[REQUIRED WORK] Beginning with the line where "For each instance of the red sleeveless" appears, retype every remaining line of the data below, both the first and last included.

[RECORDS FOR THIS TASK]
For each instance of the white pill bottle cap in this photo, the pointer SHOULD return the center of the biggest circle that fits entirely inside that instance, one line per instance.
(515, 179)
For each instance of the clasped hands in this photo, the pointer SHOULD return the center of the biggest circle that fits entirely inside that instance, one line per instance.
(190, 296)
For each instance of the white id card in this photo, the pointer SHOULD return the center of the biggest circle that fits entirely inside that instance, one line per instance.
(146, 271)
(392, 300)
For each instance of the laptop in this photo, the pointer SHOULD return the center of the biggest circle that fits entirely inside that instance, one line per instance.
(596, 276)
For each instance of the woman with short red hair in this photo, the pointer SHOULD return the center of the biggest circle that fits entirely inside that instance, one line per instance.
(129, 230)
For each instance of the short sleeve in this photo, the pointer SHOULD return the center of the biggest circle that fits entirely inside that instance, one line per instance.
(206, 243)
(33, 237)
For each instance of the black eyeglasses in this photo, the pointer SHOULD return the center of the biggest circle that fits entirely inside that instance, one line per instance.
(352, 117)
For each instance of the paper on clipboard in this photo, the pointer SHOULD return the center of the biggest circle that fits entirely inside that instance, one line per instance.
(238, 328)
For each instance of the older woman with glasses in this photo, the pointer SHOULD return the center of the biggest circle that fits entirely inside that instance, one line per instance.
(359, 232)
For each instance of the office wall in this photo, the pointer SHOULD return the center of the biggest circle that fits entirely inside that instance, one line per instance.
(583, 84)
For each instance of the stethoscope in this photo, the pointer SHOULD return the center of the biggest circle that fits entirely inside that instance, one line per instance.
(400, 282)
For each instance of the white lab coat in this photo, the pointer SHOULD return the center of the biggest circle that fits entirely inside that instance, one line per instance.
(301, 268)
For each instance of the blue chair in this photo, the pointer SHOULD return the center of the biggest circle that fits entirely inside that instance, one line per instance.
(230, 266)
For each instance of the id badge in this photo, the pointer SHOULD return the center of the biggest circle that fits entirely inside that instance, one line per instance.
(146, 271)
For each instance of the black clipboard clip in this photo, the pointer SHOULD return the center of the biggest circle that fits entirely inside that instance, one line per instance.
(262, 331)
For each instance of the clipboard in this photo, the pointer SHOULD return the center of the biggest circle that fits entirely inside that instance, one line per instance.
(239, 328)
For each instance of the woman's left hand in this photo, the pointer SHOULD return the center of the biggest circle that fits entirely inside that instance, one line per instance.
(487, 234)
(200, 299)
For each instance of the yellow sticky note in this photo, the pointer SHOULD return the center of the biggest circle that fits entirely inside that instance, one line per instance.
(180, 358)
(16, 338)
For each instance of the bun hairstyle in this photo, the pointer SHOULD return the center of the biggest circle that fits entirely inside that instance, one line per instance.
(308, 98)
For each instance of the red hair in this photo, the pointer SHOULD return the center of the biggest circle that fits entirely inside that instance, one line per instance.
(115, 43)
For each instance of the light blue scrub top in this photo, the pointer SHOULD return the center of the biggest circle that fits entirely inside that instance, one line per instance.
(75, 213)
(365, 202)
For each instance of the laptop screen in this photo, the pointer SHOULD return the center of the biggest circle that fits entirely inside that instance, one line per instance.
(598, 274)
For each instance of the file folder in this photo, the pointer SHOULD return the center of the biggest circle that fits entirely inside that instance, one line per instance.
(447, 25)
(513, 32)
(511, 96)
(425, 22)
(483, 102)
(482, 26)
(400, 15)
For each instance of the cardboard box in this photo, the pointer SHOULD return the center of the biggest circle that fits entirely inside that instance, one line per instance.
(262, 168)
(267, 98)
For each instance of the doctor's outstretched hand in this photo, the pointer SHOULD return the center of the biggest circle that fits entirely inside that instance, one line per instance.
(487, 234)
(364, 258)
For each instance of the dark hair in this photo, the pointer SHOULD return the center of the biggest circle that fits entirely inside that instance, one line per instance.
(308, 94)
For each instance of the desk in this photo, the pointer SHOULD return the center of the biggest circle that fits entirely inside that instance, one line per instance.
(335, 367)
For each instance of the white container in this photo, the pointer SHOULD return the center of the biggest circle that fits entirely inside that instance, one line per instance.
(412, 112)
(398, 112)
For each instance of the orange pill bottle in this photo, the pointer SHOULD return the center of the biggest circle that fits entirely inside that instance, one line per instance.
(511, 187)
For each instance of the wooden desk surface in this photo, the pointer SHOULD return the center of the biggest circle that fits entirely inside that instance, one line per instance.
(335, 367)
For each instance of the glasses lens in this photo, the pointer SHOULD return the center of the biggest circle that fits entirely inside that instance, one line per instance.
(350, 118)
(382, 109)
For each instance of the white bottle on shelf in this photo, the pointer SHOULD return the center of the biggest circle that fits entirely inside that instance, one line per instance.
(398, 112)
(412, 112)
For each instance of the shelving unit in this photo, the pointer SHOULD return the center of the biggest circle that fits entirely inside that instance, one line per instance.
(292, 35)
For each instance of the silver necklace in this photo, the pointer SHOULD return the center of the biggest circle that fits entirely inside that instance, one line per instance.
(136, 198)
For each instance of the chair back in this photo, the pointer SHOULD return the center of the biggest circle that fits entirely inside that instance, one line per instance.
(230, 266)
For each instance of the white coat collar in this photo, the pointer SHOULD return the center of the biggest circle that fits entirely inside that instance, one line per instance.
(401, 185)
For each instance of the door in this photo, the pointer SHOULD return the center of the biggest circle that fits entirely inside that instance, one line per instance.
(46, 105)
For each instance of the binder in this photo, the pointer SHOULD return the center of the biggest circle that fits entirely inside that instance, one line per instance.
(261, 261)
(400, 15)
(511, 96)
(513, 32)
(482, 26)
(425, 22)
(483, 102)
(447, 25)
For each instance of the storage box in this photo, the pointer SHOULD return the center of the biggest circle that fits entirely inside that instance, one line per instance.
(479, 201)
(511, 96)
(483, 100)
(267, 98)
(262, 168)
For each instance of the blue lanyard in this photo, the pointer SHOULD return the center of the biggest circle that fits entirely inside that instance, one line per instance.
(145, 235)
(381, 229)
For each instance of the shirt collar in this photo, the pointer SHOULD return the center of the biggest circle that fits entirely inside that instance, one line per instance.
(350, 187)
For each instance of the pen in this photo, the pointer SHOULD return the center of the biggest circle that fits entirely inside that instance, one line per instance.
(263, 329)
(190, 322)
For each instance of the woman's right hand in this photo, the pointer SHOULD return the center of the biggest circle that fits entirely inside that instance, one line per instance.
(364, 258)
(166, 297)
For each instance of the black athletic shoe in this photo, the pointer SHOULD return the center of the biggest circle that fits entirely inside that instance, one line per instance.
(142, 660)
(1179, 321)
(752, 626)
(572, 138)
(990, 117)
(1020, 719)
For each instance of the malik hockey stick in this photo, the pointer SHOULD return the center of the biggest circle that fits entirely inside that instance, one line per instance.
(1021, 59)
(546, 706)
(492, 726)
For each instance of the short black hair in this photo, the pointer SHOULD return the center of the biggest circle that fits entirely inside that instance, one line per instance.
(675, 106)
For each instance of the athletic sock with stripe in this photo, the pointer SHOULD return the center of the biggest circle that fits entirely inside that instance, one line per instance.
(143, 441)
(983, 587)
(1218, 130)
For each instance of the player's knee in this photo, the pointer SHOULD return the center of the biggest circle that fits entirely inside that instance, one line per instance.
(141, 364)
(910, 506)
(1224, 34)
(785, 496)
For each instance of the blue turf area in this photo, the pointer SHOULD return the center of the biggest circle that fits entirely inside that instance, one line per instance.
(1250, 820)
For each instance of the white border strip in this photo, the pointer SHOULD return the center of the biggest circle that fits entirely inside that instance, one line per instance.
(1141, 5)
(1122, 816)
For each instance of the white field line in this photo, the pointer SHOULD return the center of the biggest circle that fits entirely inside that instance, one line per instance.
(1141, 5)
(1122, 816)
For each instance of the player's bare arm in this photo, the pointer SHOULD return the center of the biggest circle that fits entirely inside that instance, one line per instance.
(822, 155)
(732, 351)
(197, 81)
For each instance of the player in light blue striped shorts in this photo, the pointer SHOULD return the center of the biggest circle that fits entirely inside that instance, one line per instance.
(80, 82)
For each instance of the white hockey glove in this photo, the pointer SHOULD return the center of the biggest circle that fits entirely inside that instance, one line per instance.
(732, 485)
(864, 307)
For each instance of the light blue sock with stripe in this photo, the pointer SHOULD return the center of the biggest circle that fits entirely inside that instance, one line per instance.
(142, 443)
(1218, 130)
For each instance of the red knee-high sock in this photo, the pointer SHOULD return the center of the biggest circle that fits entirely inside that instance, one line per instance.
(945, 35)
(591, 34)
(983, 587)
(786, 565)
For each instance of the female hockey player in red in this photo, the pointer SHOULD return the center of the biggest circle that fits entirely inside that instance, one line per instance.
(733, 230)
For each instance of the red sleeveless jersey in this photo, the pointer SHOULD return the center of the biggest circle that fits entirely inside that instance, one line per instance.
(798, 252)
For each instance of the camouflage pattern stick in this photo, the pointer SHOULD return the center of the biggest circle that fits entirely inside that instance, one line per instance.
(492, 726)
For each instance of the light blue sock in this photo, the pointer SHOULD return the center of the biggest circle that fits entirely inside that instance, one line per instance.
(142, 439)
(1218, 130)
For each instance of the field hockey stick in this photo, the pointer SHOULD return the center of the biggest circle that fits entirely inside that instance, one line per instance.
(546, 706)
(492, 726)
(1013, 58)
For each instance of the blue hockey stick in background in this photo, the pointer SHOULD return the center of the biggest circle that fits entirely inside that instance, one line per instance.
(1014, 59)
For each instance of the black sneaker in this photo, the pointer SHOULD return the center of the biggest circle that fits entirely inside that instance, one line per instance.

[RESPONSE]
For each instance of the red sleeveless jersey in this photo, the pointer SHOULD return the center of the biggest circle that fits entirely inside that instance, one line per instance.
(798, 252)
For each instance of the camouflage pattern stick in this photo, the pointer SHOULD return the center of the biggest circle that fits entirely inside that instance, one line per instance.
(492, 726)
For each instance of the light blue sock in this photo, the pointer SHOULD return the center of the biggest circle that fits entirely inside that instance, one line per instance.
(142, 439)
(1218, 130)
For each instance of the field hockey stick in this photo, the pointer SHOULD return the center of the biggest circle that fits entirely inside that instance, one line per instance.
(546, 706)
(492, 726)
(1013, 58)
For each instance of the blue hockey stick in background in this photo, the pointer SHOULD return the center of the biggest circle that fits entirely inside that instance, one line per instance.
(1014, 59)
For each instance of the black sneaker in this photo, the pointer SHOULD return the center of the biggest circle that fits entirely inside that instance, one line per instance.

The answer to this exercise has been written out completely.